• _WHAT IS REQUIRED_: Can you rewrite all of the items below as a JSON list of strings, with one string per line and blank lines left out?

• _MATERIAL TO PROCESS_:
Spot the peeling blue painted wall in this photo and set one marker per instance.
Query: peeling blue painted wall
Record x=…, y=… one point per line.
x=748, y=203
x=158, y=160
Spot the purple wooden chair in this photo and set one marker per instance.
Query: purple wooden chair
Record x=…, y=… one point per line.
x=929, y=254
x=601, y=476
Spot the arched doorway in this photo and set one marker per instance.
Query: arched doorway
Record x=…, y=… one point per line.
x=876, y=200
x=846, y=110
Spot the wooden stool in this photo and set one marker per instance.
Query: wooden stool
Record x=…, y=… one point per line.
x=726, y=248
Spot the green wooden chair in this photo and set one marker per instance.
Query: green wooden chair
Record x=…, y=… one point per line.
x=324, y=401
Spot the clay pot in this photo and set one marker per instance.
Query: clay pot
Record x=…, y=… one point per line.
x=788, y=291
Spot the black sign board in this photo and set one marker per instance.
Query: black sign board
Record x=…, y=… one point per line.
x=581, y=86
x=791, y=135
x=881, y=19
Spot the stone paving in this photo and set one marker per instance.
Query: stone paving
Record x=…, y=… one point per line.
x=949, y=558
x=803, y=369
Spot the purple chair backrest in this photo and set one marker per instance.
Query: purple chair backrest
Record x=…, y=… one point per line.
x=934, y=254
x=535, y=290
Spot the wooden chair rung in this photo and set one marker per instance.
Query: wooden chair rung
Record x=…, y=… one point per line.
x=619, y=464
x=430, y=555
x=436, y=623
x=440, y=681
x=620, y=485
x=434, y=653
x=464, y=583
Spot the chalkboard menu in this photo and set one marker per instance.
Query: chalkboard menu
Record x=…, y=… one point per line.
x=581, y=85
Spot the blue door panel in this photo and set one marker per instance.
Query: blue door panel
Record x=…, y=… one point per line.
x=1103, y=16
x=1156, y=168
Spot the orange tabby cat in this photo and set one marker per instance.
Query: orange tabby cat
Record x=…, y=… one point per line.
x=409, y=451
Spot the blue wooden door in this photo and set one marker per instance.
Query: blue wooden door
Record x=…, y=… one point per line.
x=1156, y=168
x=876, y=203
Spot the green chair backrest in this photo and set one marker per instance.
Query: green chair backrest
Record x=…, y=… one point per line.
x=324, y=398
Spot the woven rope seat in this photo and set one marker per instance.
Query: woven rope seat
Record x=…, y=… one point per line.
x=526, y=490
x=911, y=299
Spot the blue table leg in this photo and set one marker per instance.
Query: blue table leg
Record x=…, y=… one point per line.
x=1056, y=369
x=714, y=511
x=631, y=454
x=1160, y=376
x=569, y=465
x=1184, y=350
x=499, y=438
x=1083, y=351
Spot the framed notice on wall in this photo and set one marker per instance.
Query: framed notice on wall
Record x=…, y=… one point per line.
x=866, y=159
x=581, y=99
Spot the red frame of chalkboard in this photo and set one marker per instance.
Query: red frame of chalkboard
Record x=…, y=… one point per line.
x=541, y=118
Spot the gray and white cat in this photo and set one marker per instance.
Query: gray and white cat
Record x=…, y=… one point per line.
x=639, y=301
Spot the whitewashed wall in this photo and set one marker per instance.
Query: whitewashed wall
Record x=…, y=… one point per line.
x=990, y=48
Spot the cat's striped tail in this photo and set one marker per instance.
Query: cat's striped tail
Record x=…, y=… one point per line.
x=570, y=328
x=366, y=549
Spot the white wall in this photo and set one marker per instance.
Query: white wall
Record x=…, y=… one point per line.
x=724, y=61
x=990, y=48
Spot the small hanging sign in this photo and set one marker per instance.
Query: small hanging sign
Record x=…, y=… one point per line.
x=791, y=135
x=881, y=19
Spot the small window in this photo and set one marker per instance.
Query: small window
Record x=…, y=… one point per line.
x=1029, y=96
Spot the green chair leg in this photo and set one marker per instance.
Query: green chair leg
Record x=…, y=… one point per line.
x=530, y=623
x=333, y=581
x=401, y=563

• _IN RESPONSE_:
[
  "Spot the peeling blue painted wall in this photo and set one marker per instance.",
  "Query: peeling blue painted wall",
  "Record x=…, y=… one point per line.",
  "x=748, y=203",
  "x=158, y=160",
  "Spot the purple wooden chair in this photo and set one marker per instance.",
  "Query: purple wooden chair",
  "Record x=…, y=… one point per line.",
  "x=929, y=254",
  "x=601, y=476",
  "Spot the arched doorway in this photo and set one marker per instance.",
  "Query: arched doorway",
  "Record x=…, y=… one point per line.",
  "x=876, y=200",
  "x=846, y=110",
  "Spot the wooden stool in this photo and set one marker per instance.",
  "Query: wooden stool",
  "Record x=…, y=… one point per line.",
  "x=726, y=248",
  "Spot the green wooden chair in this photo and set one marker per instance.",
  "Query: green wooden chair",
  "Record x=…, y=… one point per line.",
  "x=324, y=401",
  "Spot the clay pot in this photo and set one marker per instance.",
  "Query: clay pot",
  "Record x=…, y=… one point per line.",
  "x=788, y=291",
  "Spot the black sign board in this photo and set one marker per instance.",
  "Query: black sign board",
  "Record x=…, y=… one point per line.",
  "x=581, y=86",
  "x=791, y=135",
  "x=881, y=19",
  "Spot the stone paving in this photo and set one marker per instance.",
  "Query: stone paving",
  "Record x=…, y=… one point per line.",
  "x=949, y=558",
  "x=803, y=369",
  "Spot the purple chair backrest in this photo and set one marker per instance.",
  "Query: purple chair backrest",
  "Record x=…, y=… one point per line.",
  "x=934, y=254",
  "x=535, y=290",
  "Spot the wooden chair rung in this photo and set one marker per instance.",
  "Query: wooden chair rung",
  "Record x=…, y=… one point per line.",
  "x=619, y=464",
  "x=430, y=555",
  "x=436, y=623",
  "x=440, y=681",
  "x=620, y=485",
  "x=434, y=653",
  "x=464, y=583",
  "Spot the chalkboard menu in this photo and set one marker per instance.",
  "Query: chalkboard menu",
  "Record x=…, y=… one point per line.",
  "x=581, y=85",
  "Spot the blue door panel in this photo and set one marker per instance.",
  "Query: blue door panel",
  "Record x=…, y=… one point per line.",
  "x=1103, y=16",
  "x=1156, y=168",
  "Spot the orange tabby cat in this photo and set one marker per instance.",
  "Query: orange tabby cat",
  "Record x=…, y=… one point per line.",
  "x=409, y=451",
  "Spot the blue wooden door in this photo and set one marker per instance.",
  "Query: blue wooden door",
  "Record x=…, y=… one point per line.",
  "x=1156, y=168",
  "x=876, y=203",
  "Spot the green chair backrest in this photo and set one marker per instance.",
  "Query: green chair backrest",
  "Record x=…, y=… one point per line.",
  "x=324, y=398",
  "Spot the woven rope seat in this photo and set one marker per instance.",
  "Query: woven rope seat",
  "Record x=…, y=… one point per line.",
  "x=526, y=490",
  "x=911, y=299",
  "Spot the blue table leg in this photo and set one marker per instance.",
  "Query: blue table leg",
  "Record x=…, y=… one point per line.",
  "x=1056, y=369",
  "x=714, y=511",
  "x=631, y=454",
  "x=1160, y=376",
  "x=569, y=465",
  "x=1184, y=350",
  "x=499, y=438",
  "x=1083, y=351",
  "Spot the framed notice on wall in this photo and set one marker per instance.",
  "Query: framed notice on wall",
  "Record x=…, y=… one point per line.",
  "x=866, y=159",
  "x=581, y=99",
  "Spot the red frame of chalkboard in this photo and set one marker per instance.",
  "Query: red frame of chalkboard",
  "Record x=…, y=… one point per line.",
  "x=541, y=118",
  "Spot the gray and white cat in this photo and set one marker per instance.",
  "Query: gray and white cat",
  "Record x=…, y=… one point per line.",
  "x=639, y=301",
  "Spot the whitewashed wall in this photo and set one marker per instance.",
  "Query: whitewashed wall",
  "Record x=…, y=… one point per line.",
  "x=990, y=48",
  "Spot the cat's striped tail in this photo and set one marker per instance.",
  "Query: cat's striped tail",
  "Record x=…, y=… one point per line.",
  "x=570, y=328",
  "x=366, y=549",
  "Spot the white wall in this photo and set one marker per instance.",
  "Query: white wall",
  "Record x=…, y=… one point per line.",
  "x=724, y=61",
  "x=990, y=48",
  "Spot the small hanging sign in this photo and set one marker per instance.",
  "Query: small hanging sign",
  "Record x=…, y=… one point per line.",
  "x=791, y=135",
  "x=881, y=19",
  "Spot the small window in this photo and set one marker per instance.",
  "Query: small window",
  "Record x=…, y=… one point per line.",
  "x=1029, y=96",
  "Spot the green chair leg in this photo and set one marker per instance.",
  "Query: green chair leg",
  "Record x=…, y=… one point per line.",
  "x=530, y=623",
  "x=333, y=581",
  "x=401, y=563"
]